-- start --

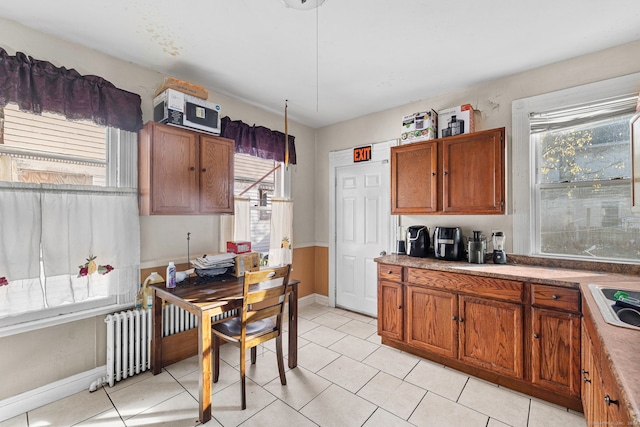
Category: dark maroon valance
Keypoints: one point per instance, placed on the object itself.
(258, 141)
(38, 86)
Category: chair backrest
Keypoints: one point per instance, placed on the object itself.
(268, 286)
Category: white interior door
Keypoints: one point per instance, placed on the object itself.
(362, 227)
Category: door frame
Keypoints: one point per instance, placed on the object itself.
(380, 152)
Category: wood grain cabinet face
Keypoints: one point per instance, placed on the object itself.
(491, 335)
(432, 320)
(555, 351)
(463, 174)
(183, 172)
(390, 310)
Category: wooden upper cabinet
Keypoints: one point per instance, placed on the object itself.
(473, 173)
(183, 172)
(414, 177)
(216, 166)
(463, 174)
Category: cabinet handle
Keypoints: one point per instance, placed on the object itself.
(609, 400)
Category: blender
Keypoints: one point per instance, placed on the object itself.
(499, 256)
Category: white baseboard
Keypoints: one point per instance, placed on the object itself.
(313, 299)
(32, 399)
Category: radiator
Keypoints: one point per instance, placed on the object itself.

-- end --
-- start --

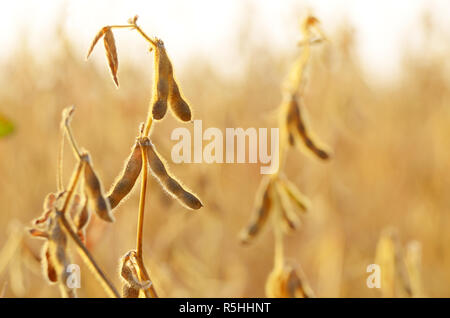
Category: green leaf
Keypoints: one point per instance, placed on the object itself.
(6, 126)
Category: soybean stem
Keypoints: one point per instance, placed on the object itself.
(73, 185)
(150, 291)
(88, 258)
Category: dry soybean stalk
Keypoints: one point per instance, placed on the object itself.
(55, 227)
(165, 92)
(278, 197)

-- end --
-- start --

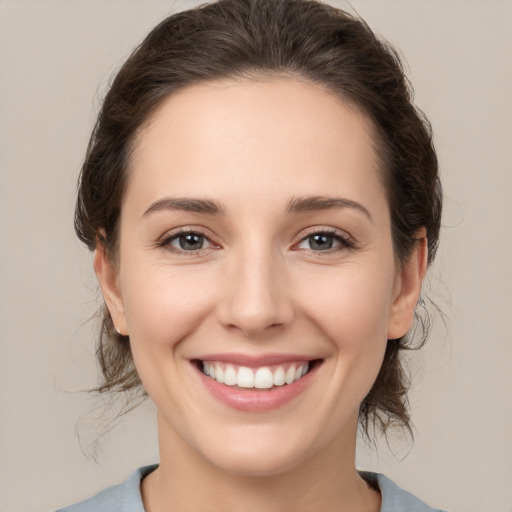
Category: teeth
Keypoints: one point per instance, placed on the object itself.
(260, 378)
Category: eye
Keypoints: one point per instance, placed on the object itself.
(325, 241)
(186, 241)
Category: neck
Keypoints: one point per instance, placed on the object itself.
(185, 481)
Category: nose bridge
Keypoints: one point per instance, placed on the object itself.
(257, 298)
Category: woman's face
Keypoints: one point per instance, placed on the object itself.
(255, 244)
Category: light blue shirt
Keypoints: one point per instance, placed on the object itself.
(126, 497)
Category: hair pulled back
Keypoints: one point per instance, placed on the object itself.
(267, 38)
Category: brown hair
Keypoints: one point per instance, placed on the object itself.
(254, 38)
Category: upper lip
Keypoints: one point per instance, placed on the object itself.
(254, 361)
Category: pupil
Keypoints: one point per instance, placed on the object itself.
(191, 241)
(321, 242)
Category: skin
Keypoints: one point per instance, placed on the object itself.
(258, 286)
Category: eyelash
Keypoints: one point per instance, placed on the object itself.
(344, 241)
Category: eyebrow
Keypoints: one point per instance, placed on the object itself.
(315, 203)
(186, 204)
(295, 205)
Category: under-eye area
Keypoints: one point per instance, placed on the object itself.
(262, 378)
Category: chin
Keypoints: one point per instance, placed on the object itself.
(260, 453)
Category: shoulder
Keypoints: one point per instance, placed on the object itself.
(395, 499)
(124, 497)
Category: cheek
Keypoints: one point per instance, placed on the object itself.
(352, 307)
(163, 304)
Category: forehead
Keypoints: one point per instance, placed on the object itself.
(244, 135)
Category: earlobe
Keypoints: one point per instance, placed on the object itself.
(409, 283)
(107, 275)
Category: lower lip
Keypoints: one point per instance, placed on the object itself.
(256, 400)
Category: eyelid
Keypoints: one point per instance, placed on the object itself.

-- end --

Please count how many lines in the items above contain the string "upper", matching case exactly. Reply with the number alone.

*TASK RESULT:* 2